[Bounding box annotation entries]

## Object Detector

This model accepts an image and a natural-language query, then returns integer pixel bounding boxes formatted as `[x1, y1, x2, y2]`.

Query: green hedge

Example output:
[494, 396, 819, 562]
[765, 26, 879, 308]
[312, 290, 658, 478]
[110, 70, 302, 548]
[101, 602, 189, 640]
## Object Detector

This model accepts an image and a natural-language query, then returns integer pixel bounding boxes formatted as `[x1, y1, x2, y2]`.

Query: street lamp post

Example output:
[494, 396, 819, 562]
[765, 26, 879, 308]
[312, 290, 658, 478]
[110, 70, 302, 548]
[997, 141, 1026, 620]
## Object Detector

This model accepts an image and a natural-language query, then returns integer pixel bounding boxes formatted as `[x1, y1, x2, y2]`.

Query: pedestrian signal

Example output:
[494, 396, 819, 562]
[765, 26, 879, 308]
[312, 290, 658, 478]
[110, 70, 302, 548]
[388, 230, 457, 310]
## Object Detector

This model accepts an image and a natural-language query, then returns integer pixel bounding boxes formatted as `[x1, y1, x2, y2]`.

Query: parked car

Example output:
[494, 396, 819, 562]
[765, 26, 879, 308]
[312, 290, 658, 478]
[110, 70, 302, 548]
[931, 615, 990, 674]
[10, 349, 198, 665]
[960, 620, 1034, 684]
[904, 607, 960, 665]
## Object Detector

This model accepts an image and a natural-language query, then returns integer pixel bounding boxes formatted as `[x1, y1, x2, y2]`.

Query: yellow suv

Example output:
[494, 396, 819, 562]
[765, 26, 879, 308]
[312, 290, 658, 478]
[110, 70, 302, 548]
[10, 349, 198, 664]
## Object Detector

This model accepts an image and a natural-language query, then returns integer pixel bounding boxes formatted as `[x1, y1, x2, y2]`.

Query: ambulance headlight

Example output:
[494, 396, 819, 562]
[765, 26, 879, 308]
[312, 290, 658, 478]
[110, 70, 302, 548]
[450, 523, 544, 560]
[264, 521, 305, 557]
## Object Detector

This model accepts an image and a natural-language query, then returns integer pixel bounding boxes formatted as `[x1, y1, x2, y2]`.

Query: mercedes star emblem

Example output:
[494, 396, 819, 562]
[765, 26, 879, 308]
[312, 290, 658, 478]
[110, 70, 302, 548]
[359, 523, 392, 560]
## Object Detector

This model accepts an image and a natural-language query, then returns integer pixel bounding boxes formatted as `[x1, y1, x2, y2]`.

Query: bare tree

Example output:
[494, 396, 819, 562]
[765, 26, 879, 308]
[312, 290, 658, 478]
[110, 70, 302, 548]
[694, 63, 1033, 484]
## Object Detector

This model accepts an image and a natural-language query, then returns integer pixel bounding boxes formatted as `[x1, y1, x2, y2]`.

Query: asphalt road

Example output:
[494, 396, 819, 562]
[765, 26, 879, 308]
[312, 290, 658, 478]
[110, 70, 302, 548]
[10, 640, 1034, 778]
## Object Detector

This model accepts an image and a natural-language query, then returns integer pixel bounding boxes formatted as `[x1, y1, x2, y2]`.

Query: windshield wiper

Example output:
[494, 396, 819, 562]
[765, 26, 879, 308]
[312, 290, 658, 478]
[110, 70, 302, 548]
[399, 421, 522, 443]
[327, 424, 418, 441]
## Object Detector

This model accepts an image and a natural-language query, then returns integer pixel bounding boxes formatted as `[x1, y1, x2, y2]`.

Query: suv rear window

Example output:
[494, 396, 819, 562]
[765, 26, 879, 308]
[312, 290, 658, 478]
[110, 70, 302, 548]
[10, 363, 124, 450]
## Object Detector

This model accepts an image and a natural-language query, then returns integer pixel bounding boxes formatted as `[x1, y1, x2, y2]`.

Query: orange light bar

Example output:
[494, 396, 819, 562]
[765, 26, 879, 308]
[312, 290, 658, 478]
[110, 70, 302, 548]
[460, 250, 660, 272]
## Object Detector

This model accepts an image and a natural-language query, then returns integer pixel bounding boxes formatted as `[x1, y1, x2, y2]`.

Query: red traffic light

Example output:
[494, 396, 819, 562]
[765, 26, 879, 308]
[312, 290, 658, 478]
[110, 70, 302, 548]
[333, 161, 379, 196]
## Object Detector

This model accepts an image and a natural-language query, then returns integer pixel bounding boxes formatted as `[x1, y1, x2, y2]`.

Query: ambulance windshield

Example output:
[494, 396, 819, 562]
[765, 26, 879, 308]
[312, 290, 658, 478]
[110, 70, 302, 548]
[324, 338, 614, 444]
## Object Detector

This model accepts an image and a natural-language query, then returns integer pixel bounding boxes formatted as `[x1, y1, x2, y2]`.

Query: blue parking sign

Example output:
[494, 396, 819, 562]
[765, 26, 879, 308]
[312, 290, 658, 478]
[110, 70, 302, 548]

> [AIM OF THE TASK]: Please pick out and copy every line in the items above that contains the word "ambulance". Match case exactly.

> [FINISHED EXERCISE]:
Query: ambulance headlight
Query: ambulance windshield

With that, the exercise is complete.